Task: Exactly the lines starting at the line containing "Target: dark trousers" and ending at the line containing "the bush, dropping" are to be written out from the listing below, both included.

--- Records provided Enclosed Below ---

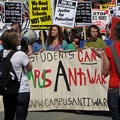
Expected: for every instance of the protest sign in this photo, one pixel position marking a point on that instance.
(40, 14)
(101, 19)
(13, 12)
(83, 14)
(65, 13)
(67, 80)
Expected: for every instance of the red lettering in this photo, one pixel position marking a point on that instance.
(85, 56)
(76, 76)
(47, 80)
(36, 76)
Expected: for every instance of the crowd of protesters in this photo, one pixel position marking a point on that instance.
(57, 39)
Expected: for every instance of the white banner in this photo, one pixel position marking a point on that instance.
(67, 80)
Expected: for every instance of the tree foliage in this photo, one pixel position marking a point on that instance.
(103, 1)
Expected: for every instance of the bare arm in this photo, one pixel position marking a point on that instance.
(30, 51)
(105, 65)
(29, 66)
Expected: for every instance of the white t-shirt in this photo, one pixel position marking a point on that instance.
(18, 60)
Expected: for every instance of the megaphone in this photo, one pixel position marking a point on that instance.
(2, 30)
(29, 35)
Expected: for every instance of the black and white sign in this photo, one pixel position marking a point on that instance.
(13, 12)
(83, 13)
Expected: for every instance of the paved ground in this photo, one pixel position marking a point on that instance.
(64, 115)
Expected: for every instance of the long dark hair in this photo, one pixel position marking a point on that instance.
(9, 39)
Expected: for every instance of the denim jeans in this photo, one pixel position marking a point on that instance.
(10, 104)
(114, 103)
(22, 105)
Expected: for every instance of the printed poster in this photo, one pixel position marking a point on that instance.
(65, 13)
(40, 14)
(101, 19)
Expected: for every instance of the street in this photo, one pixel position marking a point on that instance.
(64, 115)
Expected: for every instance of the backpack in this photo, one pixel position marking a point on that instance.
(9, 83)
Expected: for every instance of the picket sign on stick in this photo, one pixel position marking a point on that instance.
(84, 31)
(63, 29)
(42, 38)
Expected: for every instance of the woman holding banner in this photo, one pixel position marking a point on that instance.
(109, 68)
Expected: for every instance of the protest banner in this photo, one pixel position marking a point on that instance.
(101, 19)
(13, 12)
(67, 80)
(106, 6)
(40, 14)
(83, 14)
(65, 13)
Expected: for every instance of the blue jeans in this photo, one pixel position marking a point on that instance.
(22, 105)
(114, 103)
(16, 105)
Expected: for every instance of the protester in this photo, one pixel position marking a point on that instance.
(17, 27)
(55, 39)
(38, 44)
(75, 43)
(109, 68)
(94, 40)
(16, 106)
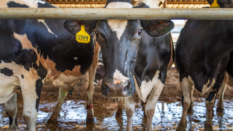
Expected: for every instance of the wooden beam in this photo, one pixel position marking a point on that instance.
(103, 14)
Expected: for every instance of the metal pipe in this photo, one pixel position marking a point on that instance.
(131, 14)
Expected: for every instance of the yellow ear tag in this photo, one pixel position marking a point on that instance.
(214, 4)
(82, 36)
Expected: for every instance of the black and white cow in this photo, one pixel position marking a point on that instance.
(132, 58)
(41, 52)
(202, 55)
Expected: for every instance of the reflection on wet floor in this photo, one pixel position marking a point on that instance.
(167, 117)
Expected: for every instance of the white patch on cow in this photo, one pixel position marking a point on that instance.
(65, 81)
(8, 87)
(150, 3)
(75, 58)
(154, 96)
(118, 26)
(206, 89)
(49, 30)
(29, 3)
(186, 87)
(146, 87)
(118, 76)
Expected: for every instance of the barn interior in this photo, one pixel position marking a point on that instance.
(168, 110)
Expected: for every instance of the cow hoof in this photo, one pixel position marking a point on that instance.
(90, 120)
(220, 110)
(144, 114)
(208, 128)
(181, 127)
(190, 110)
(52, 122)
(118, 113)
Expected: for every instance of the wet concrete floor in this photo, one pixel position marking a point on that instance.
(166, 117)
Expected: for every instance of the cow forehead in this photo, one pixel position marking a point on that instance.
(118, 26)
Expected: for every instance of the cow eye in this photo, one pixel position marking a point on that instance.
(97, 35)
(140, 32)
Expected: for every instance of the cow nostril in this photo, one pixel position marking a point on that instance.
(126, 88)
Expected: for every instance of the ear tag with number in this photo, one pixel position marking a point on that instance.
(214, 4)
(82, 36)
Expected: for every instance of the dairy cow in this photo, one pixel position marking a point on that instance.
(202, 56)
(41, 52)
(133, 60)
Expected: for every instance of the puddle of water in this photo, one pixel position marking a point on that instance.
(166, 117)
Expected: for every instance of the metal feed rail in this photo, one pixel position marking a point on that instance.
(130, 14)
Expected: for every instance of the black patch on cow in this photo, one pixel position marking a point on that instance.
(230, 65)
(10, 119)
(6, 71)
(14, 4)
(42, 72)
(211, 96)
(39, 85)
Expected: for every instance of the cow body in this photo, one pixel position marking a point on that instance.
(202, 55)
(39, 52)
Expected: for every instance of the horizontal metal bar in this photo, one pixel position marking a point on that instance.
(131, 14)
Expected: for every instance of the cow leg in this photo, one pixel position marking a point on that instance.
(31, 90)
(190, 110)
(220, 107)
(144, 108)
(129, 108)
(210, 100)
(62, 95)
(151, 103)
(11, 111)
(90, 90)
(186, 88)
(120, 107)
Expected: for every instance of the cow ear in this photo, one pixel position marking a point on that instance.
(157, 28)
(74, 26)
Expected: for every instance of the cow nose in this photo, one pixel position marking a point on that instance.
(117, 88)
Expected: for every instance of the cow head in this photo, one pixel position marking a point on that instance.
(222, 3)
(119, 41)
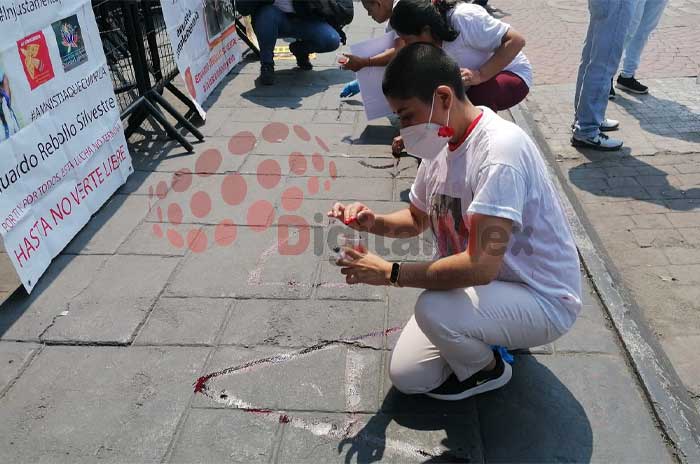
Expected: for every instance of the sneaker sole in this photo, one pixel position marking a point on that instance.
(581, 144)
(483, 388)
(627, 89)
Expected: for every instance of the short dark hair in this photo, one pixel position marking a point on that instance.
(417, 70)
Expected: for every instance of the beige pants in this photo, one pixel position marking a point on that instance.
(452, 331)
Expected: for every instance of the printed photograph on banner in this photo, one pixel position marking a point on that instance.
(70, 42)
(10, 121)
(218, 18)
(34, 53)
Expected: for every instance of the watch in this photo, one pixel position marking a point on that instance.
(394, 277)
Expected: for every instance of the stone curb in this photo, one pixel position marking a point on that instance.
(667, 395)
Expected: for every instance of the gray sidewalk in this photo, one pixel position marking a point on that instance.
(199, 269)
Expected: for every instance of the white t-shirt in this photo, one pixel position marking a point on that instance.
(498, 171)
(480, 34)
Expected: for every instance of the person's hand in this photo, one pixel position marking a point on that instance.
(354, 63)
(471, 77)
(397, 146)
(356, 216)
(364, 268)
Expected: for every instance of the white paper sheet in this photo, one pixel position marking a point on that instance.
(370, 78)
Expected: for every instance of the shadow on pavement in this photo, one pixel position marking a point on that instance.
(535, 418)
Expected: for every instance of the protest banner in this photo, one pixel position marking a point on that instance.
(62, 147)
(206, 44)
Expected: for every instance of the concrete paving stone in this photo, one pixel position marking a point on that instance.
(291, 323)
(394, 438)
(329, 379)
(82, 404)
(184, 321)
(13, 358)
(205, 202)
(249, 267)
(221, 435)
(115, 303)
(109, 227)
(25, 317)
(331, 285)
(552, 399)
(682, 255)
(651, 221)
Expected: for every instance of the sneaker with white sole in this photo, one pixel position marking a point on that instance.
(609, 125)
(454, 390)
(601, 142)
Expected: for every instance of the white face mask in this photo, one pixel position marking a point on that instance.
(424, 140)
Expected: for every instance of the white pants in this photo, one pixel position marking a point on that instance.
(452, 331)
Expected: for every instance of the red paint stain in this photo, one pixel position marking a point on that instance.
(292, 198)
(260, 215)
(269, 174)
(302, 133)
(234, 189)
(182, 180)
(297, 163)
(275, 132)
(200, 204)
(322, 144)
(225, 233)
(242, 143)
(208, 162)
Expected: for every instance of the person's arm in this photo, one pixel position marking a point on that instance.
(511, 44)
(479, 265)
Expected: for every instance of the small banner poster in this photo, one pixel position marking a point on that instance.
(205, 42)
(62, 147)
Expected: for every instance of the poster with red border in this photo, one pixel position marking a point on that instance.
(63, 153)
(205, 43)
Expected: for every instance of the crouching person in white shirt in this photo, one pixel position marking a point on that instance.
(508, 270)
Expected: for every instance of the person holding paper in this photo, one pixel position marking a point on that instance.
(508, 272)
(488, 51)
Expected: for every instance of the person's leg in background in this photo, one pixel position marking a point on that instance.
(452, 332)
(503, 91)
(643, 24)
(268, 24)
(312, 36)
(609, 20)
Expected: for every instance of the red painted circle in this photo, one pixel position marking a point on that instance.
(292, 198)
(197, 240)
(175, 238)
(275, 132)
(200, 204)
(269, 174)
(260, 215)
(302, 133)
(297, 163)
(162, 190)
(182, 180)
(234, 189)
(322, 144)
(242, 143)
(317, 161)
(225, 233)
(174, 214)
(208, 162)
(313, 185)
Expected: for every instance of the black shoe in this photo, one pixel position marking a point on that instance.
(453, 390)
(303, 61)
(631, 84)
(267, 74)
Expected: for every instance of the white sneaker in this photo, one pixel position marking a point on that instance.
(609, 125)
(601, 142)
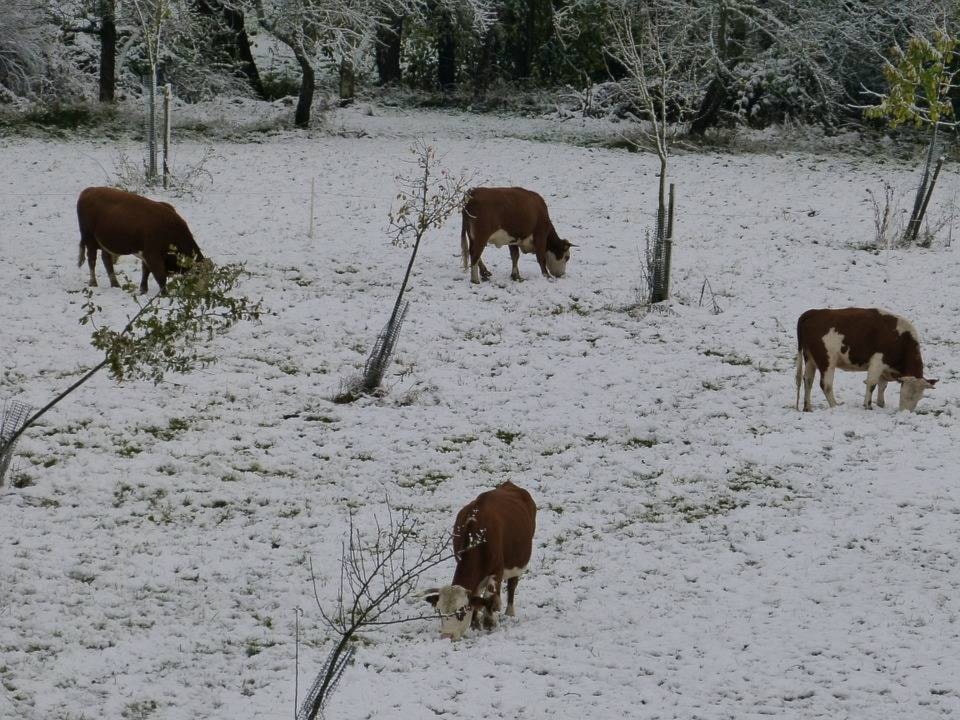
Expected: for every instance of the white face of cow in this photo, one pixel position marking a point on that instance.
(558, 266)
(453, 604)
(911, 390)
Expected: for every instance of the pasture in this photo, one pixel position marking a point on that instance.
(703, 549)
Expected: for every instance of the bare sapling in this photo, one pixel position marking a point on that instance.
(428, 196)
(378, 571)
(649, 44)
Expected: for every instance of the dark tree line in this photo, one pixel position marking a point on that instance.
(752, 61)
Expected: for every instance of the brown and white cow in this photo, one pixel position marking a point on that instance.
(884, 345)
(492, 542)
(122, 223)
(515, 217)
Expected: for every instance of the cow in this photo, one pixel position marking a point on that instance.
(492, 542)
(884, 345)
(121, 223)
(515, 217)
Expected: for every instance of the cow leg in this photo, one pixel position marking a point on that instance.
(154, 263)
(144, 274)
(881, 387)
(826, 384)
(107, 260)
(542, 259)
(875, 370)
(511, 590)
(92, 263)
(515, 259)
(492, 609)
(484, 273)
(809, 371)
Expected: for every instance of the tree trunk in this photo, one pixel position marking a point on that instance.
(729, 54)
(708, 113)
(235, 40)
(387, 52)
(347, 82)
(446, 52)
(242, 51)
(108, 50)
(484, 67)
(308, 84)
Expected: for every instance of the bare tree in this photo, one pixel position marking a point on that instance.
(427, 197)
(24, 39)
(313, 29)
(653, 46)
(378, 571)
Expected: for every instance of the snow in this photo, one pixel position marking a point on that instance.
(703, 549)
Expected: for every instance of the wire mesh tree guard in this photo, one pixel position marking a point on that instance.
(13, 416)
(325, 684)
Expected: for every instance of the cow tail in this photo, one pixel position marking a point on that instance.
(464, 249)
(799, 378)
(196, 248)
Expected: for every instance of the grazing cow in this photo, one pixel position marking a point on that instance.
(492, 542)
(121, 223)
(884, 345)
(514, 217)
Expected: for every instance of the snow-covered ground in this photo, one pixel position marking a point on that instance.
(703, 549)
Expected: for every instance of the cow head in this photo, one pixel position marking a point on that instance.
(557, 264)
(456, 607)
(911, 390)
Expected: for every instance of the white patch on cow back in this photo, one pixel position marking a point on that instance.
(905, 326)
(556, 266)
(513, 572)
(500, 238)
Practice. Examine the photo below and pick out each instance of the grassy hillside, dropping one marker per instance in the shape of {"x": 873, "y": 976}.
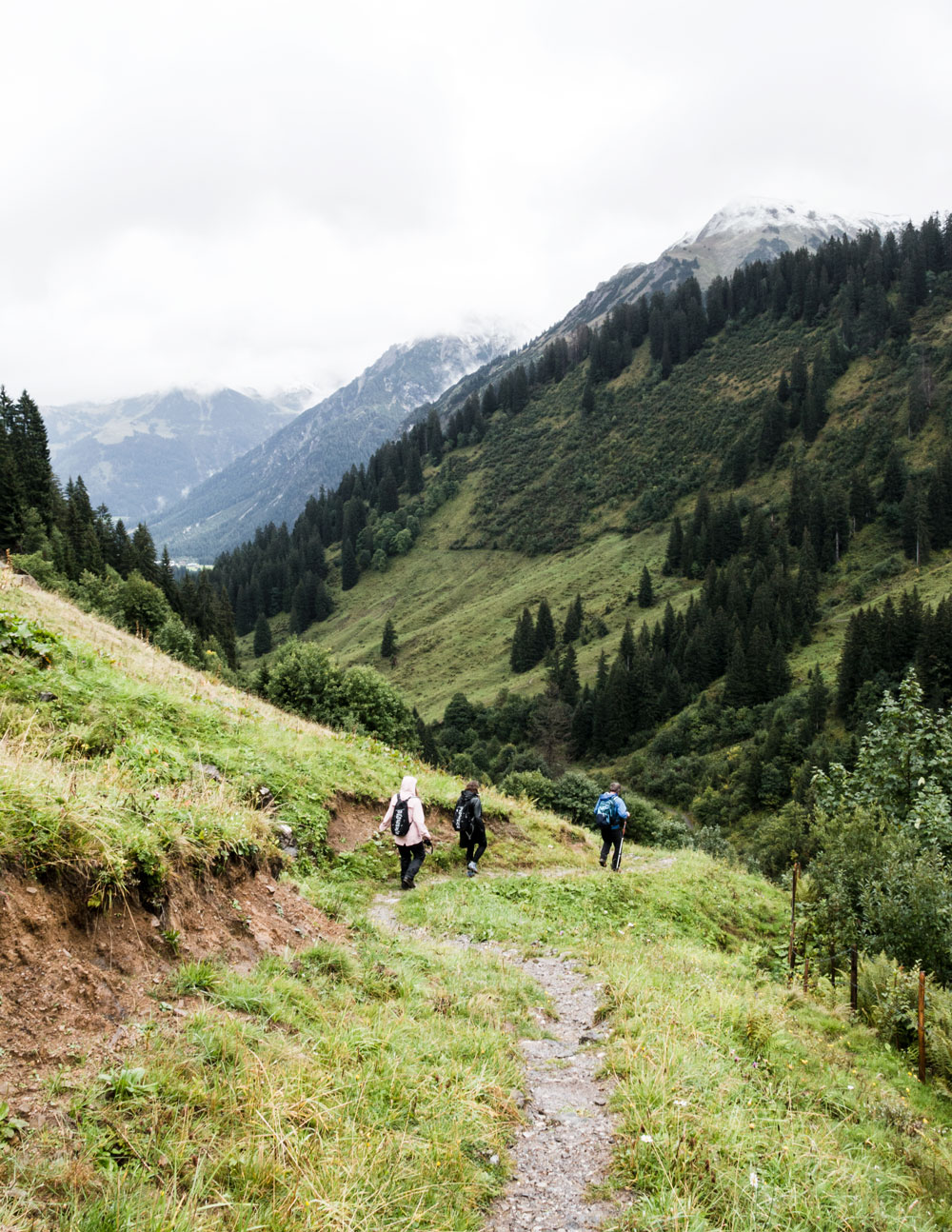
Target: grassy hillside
{"x": 556, "y": 503}
{"x": 244, "y": 1073}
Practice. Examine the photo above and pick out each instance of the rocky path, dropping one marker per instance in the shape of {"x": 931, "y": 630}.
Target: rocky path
{"x": 565, "y": 1144}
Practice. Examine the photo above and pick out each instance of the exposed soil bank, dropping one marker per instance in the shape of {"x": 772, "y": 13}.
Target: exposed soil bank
{"x": 74, "y": 984}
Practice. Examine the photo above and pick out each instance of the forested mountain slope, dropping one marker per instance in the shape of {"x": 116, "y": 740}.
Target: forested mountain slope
{"x": 273, "y": 481}
{"x": 770, "y": 455}
{"x": 213, "y": 1042}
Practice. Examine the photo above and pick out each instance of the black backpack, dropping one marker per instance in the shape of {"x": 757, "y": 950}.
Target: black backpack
{"x": 461, "y": 813}
{"x": 401, "y": 818}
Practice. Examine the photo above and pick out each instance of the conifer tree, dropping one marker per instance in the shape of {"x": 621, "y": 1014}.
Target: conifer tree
{"x": 348, "y": 570}
{"x": 645, "y": 590}
{"x": 434, "y": 436}
{"x": 263, "y": 636}
{"x": 573, "y": 621}
{"x": 545, "y": 632}
{"x": 523, "y": 650}
{"x": 414, "y": 473}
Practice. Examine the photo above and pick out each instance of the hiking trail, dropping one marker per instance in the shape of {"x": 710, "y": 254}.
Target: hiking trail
{"x": 565, "y": 1143}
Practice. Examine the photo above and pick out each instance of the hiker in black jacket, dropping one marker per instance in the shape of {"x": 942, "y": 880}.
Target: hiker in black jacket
{"x": 472, "y": 828}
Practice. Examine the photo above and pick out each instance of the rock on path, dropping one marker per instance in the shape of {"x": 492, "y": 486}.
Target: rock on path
{"x": 565, "y": 1144}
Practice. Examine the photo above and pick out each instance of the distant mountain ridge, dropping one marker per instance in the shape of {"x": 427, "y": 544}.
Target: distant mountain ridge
{"x": 743, "y": 230}
{"x": 142, "y": 455}
{"x": 273, "y": 481}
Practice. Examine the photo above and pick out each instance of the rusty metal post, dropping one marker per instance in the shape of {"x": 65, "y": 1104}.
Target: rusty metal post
{"x": 792, "y": 952}
{"x": 922, "y": 1026}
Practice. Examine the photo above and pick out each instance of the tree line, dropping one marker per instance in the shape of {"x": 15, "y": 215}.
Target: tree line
{"x": 64, "y": 541}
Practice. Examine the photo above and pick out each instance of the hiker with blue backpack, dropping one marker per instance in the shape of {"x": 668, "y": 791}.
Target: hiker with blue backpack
{"x": 407, "y": 825}
{"x": 611, "y": 813}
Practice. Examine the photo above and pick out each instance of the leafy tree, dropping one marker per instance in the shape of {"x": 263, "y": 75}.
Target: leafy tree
{"x": 143, "y": 607}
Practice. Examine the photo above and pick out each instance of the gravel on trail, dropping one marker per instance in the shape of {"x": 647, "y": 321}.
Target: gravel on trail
{"x": 565, "y": 1147}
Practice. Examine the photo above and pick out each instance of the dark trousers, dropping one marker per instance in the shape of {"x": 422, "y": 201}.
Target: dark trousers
{"x": 474, "y": 847}
{"x": 411, "y": 859}
{"x": 611, "y": 839}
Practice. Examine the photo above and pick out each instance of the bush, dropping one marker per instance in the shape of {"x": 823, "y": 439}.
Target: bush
{"x": 783, "y": 838}
{"x": 670, "y": 832}
{"x": 303, "y": 679}
{"x": 531, "y": 784}
{"x": 574, "y": 795}
{"x": 175, "y": 640}
{"x": 711, "y": 841}
{"x": 376, "y": 706}
{"x": 888, "y": 1000}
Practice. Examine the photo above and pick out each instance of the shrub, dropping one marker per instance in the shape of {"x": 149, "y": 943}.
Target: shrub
{"x": 574, "y": 795}
{"x": 531, "y": 784}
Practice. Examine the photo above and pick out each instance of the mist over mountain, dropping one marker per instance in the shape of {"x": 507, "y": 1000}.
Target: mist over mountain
{"x": 745, "y": 229}
{"x": 142, "y": 455}
{"x": 273, "y": 480}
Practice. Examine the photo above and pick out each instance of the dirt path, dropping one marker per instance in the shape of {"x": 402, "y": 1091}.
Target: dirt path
{"x": 565, "y": 1144}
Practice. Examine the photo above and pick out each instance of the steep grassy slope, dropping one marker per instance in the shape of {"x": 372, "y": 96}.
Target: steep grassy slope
{"x": 340, "y": 1077}
{"x": 556, "y": 503}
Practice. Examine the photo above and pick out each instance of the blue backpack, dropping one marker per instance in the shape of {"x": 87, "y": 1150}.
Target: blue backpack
{"x": 605, "y": 811}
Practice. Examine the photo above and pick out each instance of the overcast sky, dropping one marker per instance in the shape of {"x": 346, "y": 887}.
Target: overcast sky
{"x": 260, "y": 193}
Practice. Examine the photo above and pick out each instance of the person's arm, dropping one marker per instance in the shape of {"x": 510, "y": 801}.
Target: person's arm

--- End of Enclosed Records provided ---

Problem solution:
Target: dark trousers
{"x": 474, "y": 847}
{"x": 411, "y": 859}
{"x": 611, "y": 839}
Practice. Examine the photo above and pick out each instance of the bush, dropping one marker per instance in the shape of {"x": 823, "y": 439}.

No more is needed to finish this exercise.